__Compiti da svolgere__.
- A) Trascrivi fedelmente una parte dell'intervista sulla poesia. Comincia dalle parole "Nel tuo ultimo" e fermati dopo le parole "della parola stessa?".
- B) Secondo l'intervista sulla poesia, qual è il titolo dell'ultimo libro di poesie di cui si parla?
- C) Prosegui l'intervista sulla poesia a partire dalla sua ultima frase.

__Testo di lettura__.
▼

La tua poesia è connessa fortemente ad un concetto di umanità che appartiene al presente e rinuncia in un certo qual modo al lirismo per farsi mezzo di comunicazione, di lotta civile e condivisione attraverso l’utilizzo di un versificare delicato ma al tempo stesso chiaro e diretto. Ci sono delle poesie che hai scritto in cui le parole tendono a celare qualcosa, per farne al contempo poesia di “intimità”?
- “Giuro di dire la verità, tutta la verità, nient’altro che la verità”, dice la formula di giuramento dei testimoni in giudizio. E, se in questa vita, siamo testimoni chiamati in un preciso momento storico – in attesa di un giudizio – credo sia giusto essere anche ricercatori di verità. Verità di fatto. Verità che sono state accertate attraverso la nostra stessa esperienza, attraverso il nostro cammino, in modo da poter veicolare un messaggio di resistenza, di lotta e di giustizia. Non con sentimentalismo, quanto con la consapevolezza e la responsabilità che richiede ogni verità. Talvolta, le verità più grandi sono proprio quelle che celiamo dentro noi stessi e, qui ci vuole lo stesso coraggio, per lasciare che il verso o il vento – vada verso dove vuole. Ci vuole un atto d’amore. Sempre. E quindi sì. Quale povera anima, quale povera poesia può essere quella che non ha mai cantato l’amore?
Nel tuo ultimo libro di poesie “Fiori dei Balcani” attraversi temi importanti come la violenza sulle donne, la denuncia delle ingiustizie e il femminismo, ma non in modo “rabbioso”, al contrario offri al lettore una speranza, una possibilità di rinascita attraverso la metafora della “rifioritura”. A tal proposito cito alcuni versi che aprono questa raccolta: “Ricordati di compiere / la tua unica vendetta/ rifiorire.” Nell’esistenza di ognuno di noi si alternano ombra e luce, dolore e gioia, morte e vita; la poesia, secondo te, percorrendo il tema della rifioritura può aspirare anche ad un rinnovamento della parola stessa?

▲

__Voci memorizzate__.
▼

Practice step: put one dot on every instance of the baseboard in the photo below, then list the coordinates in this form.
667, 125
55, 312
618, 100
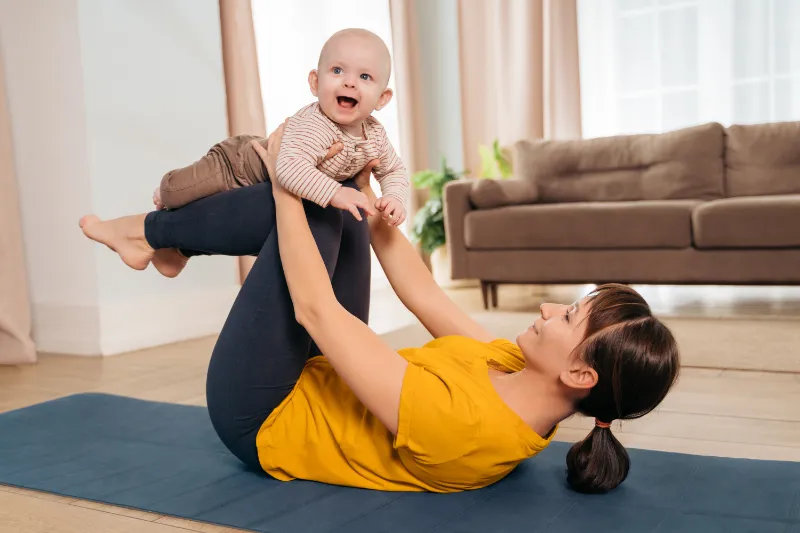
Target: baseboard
131, 324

▲

__Risposte per compito__.
- A)
Nel tuo ultimo libro di poesie “Fiori dei Balcani” attraversi temi importanti come la violenza sulle donne, la denuncia delle ingiustizie e il femminismo, ma non in modo “rabbioso”, al contrario offri al lettore una speranza, una possibilità di rinascita attraverso la metafora della “rifioritura”. A tal proposito cito alcuni versi che aprono questa raccolta: “Ricordati di compiere / la tua unica vendetta/ rifiorire.” Nell’esistenza di ognuno di noi si alternano ombra e luce, dolore e gioia, morte e vita; la poesia, secondo te, percorrendo il tema della rifioritura può aspirare anche ad un rinnovamento della parola stessa?

- B) L'ultimo libro di poesie si intitola "Fiori dei Balcani".

- C)
- Da sempre, l’uomo vive e convive con la paura di morire. Il concetto della rifioritura nei Fiori dei Balcani, è una colonna portante. I fiori hanno la capacità di insegnarci di morire con dignità, l’accettazione delle stagioni. I loro tempi. Le loro condizioni e le mutazioni. Hanno la capacità di esprimere con grazia e in pieno rispetto, tutto ciò che un seme supera per poter germogliare e tornare alla vita. Di nuovo. Quanta forza ha dovuto usare una viola per annunciare davanti ai nostri occhi l’arrivo della primavera? Per quanto tempo questo seme è rimasto in silenzio, nel buio del grembo della terra? Fare come i fiori, per me, è stata la risposta giusta.
Denata, tu sei originaria di Scutari, una tra le più antiche città europee e fra le più grandi d’Albania; la nazionalità in campo poetico ha una sua influenza? Tu sei molto seguita e apprezzata dai lettori, hai inoltre ricevuto vari riconoscimenti, ma ci sono dei poeti albanesi che vorresti far conoscere maggiormente in Italia?
- I poeti appartengono a tutti e sono di nessuno. Ma questo accade dopo la morte. Di certo, fino a quella morte – moriamo per rinascere tante altre volte. A differenza di altre forme di ricerca e di comunicazione, il poeta riveste la storia con memoria umana, dando respiro e dignità alle verità dei luoghi che lo hanno nutrito. Quindi, sì. La nazionalità ha un’influenza, in quanto esperienza comune di ogni essere. Ciò che poi fa la differenza, come le realtà spesso possono testimoniare, lo fa – la provenienza. E qui, al campo poetico, aggiungo quello filosofico politico, in quanto dovrebbe rappresentare il cuore pulsante del pensiero umano sulla società, sul potere e sulla giustizia. Prima parlavo del condizionamento e della manipolazione. Questo può essere un effetto collaterale che subisce non solo la poesia, quando la classifichiamo secondo la nazionalità, ma ogni persona e ogni organo informativo.
Sono nata a Scutari, la culla della cultura albanese. Aggiungo – autentica, in quanto lo ritengo un fattore fondamentale per la crescita e per la propria identità. È stata la città più colpita dalla dittatura, proprio per i figli di arte che aveva partorito. Sono fortemente legata ai grandi nomi della poesia albanese, come Migjeni (1911 – 1938), Lasgush Poradeci (1899 – 1987), Fan Noli (1882 – 1965), Gjergj Fishta (1871 – 1940) e Frederik Rreshpja (1940 – 2006). Nomi che sono sempre presenti con me. Ovunque io sia.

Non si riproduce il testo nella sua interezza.